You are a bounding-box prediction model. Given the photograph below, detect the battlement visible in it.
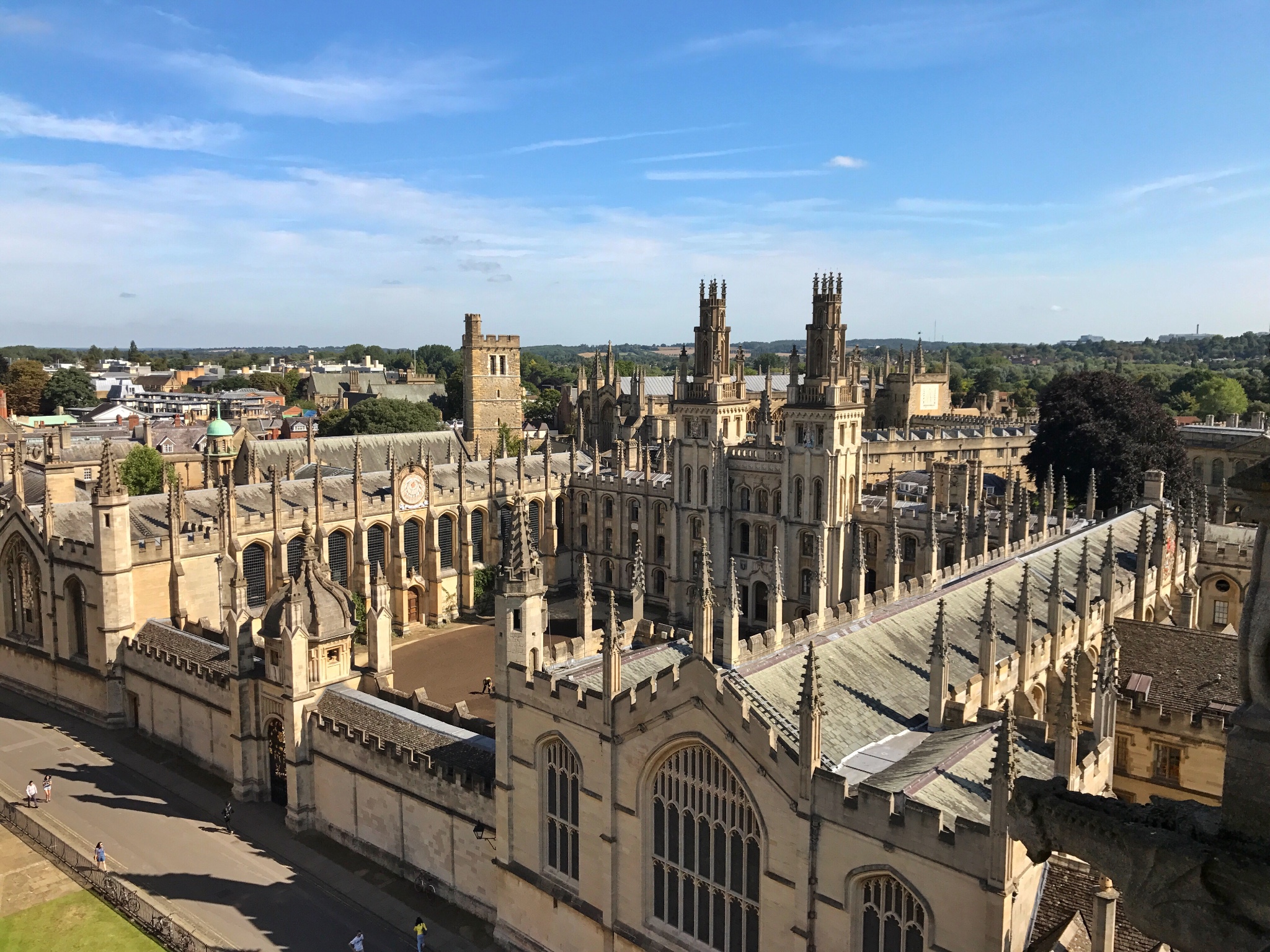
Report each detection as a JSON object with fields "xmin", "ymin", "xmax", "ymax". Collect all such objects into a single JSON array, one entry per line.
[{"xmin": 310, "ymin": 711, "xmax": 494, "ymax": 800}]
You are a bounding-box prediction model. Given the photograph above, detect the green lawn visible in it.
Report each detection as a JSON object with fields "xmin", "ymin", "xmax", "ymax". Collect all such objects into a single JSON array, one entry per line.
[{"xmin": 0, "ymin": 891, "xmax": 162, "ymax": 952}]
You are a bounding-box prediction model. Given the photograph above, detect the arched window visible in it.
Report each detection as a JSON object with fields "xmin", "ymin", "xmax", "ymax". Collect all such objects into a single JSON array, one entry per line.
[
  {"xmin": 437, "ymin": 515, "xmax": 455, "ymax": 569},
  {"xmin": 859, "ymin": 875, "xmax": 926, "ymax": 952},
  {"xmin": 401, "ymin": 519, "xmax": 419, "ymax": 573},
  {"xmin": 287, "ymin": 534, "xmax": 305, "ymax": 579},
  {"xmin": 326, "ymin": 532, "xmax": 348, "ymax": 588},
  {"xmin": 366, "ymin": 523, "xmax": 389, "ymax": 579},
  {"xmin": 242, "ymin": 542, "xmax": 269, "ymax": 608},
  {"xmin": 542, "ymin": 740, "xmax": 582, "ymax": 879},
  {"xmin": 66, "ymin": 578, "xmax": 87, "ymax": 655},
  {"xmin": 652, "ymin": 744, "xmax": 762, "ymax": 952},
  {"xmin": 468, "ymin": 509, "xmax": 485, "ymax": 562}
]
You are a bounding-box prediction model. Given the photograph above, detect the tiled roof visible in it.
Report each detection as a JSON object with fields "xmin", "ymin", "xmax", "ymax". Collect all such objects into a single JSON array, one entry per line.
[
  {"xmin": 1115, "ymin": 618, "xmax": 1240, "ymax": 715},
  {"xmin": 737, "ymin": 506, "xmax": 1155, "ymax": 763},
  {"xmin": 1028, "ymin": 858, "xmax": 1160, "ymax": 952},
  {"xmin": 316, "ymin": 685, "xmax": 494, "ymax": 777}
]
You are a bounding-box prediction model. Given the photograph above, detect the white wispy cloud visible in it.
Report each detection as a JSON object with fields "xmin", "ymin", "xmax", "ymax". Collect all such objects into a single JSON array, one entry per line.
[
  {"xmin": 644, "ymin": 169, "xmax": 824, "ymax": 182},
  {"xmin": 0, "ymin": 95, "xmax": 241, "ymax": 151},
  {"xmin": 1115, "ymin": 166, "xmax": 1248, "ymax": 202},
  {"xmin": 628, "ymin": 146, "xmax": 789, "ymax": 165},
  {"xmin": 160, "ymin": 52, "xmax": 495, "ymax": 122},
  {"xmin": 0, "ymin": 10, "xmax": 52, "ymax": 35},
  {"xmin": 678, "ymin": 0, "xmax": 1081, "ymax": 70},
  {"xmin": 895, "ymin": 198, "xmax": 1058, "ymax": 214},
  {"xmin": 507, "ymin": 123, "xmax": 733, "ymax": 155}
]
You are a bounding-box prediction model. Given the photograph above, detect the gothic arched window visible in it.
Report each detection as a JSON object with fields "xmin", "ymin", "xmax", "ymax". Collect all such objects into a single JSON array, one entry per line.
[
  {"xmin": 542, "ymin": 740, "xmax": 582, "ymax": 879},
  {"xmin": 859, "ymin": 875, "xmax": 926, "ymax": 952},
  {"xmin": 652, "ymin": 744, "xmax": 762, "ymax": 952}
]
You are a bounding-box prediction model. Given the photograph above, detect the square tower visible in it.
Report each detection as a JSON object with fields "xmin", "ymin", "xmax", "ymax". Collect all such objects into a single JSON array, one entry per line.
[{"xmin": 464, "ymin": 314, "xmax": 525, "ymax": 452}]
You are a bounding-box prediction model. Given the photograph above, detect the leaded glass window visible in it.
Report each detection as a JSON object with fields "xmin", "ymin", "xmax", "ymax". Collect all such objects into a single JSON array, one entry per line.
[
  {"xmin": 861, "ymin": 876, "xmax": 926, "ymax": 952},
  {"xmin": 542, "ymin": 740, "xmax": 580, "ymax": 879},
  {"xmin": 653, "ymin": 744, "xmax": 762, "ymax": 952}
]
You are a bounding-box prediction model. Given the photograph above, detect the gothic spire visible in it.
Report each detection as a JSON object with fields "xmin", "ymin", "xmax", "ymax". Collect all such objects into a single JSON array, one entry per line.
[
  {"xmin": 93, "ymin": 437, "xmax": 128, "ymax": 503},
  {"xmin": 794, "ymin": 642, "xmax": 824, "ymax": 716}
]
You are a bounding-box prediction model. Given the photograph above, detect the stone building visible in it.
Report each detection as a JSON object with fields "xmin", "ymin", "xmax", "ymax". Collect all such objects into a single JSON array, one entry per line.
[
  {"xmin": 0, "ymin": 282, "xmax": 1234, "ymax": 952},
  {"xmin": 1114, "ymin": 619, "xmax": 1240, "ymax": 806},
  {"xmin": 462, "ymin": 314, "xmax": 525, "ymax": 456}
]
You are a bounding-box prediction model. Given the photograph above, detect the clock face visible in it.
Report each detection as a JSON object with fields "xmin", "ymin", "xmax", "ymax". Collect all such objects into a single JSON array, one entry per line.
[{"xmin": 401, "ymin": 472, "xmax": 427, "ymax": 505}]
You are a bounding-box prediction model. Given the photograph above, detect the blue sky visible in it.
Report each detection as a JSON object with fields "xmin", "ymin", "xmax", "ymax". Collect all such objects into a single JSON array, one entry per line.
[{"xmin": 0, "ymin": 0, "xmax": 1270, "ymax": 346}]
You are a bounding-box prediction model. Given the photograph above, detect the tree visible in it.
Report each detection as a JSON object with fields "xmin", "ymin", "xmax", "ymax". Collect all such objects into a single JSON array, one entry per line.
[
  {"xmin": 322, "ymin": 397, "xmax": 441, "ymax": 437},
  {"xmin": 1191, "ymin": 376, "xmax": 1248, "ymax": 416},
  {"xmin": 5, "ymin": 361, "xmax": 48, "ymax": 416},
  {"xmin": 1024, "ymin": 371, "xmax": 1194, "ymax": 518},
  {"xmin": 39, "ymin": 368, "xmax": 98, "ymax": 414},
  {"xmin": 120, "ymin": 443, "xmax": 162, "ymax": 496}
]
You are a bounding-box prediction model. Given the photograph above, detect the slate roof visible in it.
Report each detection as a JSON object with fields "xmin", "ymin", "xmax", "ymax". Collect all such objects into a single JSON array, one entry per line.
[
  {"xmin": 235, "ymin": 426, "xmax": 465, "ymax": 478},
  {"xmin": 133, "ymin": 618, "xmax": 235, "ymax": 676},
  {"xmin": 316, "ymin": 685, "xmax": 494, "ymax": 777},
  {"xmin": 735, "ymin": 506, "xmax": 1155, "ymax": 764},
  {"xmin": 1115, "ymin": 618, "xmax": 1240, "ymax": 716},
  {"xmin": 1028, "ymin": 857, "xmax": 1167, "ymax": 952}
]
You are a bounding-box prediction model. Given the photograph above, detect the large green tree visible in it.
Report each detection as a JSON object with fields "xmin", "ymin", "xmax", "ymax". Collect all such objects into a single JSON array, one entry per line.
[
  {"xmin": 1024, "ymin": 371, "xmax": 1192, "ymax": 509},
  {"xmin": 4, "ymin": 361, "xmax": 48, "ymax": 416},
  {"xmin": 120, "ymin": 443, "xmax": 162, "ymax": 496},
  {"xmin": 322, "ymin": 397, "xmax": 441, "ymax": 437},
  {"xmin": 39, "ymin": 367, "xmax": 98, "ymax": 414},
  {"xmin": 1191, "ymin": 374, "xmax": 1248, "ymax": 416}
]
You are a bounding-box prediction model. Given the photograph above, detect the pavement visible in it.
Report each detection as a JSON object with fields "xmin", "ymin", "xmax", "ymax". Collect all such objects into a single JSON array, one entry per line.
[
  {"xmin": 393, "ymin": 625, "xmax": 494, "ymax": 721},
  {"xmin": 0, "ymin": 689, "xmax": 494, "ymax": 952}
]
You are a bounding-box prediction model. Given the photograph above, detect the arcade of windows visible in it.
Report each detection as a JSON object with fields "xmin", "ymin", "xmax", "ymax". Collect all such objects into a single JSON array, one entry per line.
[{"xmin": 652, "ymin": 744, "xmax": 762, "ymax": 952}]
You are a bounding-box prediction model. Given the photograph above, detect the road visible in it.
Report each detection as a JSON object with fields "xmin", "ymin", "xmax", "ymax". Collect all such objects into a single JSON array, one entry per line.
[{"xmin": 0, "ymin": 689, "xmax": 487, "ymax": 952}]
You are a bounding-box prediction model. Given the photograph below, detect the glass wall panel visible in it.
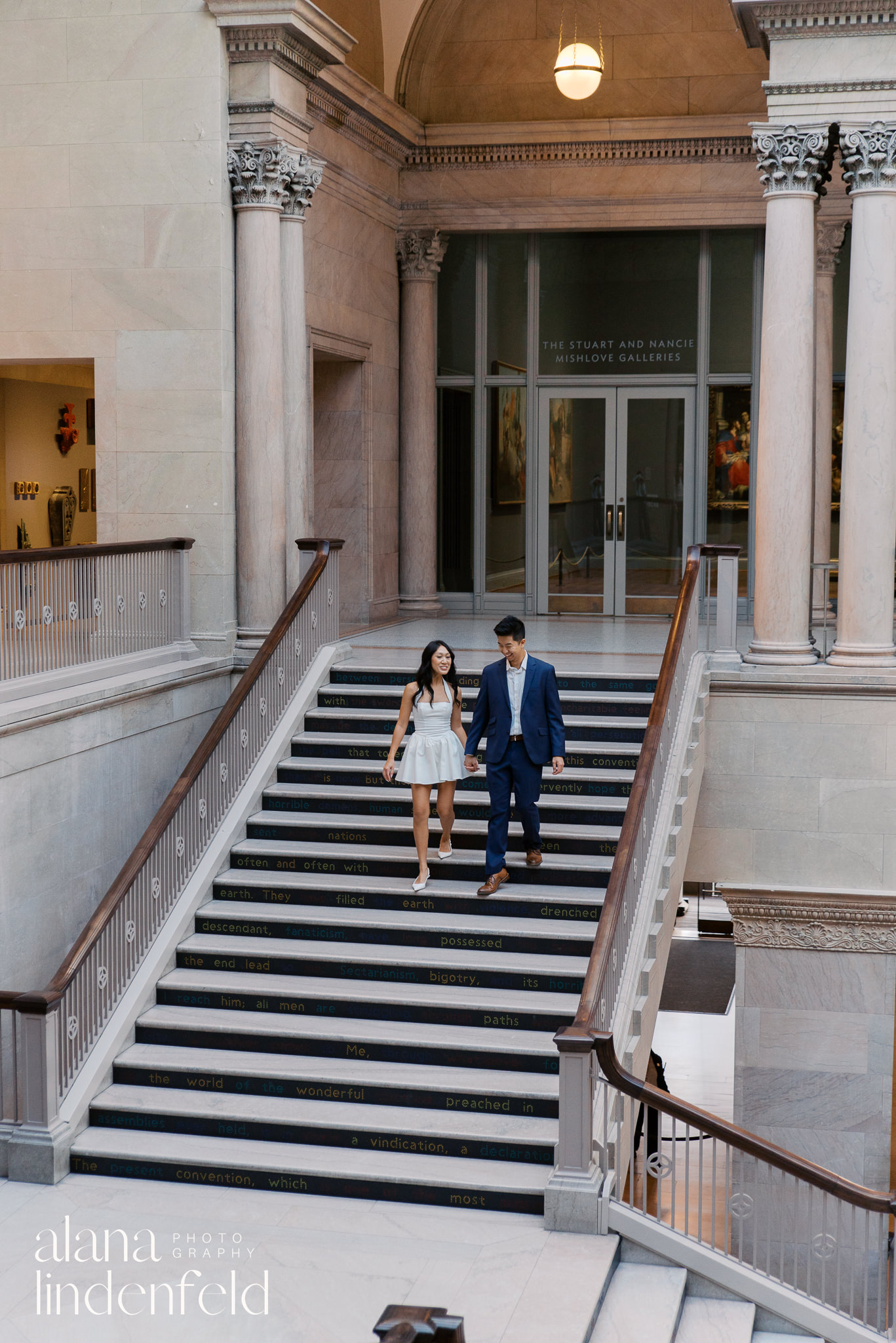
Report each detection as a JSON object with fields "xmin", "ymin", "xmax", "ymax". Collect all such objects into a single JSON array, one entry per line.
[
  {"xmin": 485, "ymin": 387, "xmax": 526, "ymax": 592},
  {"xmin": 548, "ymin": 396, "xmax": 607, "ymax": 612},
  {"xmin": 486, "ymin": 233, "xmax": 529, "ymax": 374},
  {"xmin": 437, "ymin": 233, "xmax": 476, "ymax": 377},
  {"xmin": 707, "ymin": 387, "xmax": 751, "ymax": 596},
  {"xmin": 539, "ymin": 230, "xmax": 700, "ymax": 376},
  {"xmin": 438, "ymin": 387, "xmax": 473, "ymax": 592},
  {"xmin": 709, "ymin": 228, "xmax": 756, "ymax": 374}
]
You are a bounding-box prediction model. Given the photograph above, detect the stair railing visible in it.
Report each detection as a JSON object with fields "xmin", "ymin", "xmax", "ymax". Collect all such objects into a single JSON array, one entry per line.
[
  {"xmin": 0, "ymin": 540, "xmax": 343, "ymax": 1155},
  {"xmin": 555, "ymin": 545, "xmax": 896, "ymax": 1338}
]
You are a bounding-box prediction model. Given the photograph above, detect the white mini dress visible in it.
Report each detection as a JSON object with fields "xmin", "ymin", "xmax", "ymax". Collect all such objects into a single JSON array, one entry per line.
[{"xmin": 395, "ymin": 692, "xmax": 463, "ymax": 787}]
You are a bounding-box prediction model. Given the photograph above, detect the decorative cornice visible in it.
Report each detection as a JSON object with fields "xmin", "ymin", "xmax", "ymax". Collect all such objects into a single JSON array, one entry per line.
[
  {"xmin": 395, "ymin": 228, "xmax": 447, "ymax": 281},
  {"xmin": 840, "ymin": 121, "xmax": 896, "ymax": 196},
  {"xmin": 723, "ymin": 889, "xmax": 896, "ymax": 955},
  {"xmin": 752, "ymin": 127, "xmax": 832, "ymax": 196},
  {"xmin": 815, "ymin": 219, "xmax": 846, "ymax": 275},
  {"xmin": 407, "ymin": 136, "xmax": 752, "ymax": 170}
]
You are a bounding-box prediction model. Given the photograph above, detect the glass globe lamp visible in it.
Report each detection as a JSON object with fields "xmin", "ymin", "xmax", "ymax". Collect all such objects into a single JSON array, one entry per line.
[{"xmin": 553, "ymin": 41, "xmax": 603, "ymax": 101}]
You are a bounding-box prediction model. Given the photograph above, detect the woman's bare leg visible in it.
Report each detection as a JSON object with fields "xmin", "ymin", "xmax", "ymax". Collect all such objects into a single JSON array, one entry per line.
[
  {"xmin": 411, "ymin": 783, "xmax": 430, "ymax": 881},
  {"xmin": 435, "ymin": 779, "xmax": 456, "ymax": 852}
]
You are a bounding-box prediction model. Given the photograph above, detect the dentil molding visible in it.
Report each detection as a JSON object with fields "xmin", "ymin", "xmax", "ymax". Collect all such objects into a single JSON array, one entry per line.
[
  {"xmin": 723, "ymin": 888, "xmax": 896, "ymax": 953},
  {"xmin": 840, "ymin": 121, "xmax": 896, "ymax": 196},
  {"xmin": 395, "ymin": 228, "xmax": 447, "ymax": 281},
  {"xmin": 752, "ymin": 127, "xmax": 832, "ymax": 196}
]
== == ==
● Task statement: Give only the number of lines in the listing above that contain the word "below".

● Answer: 2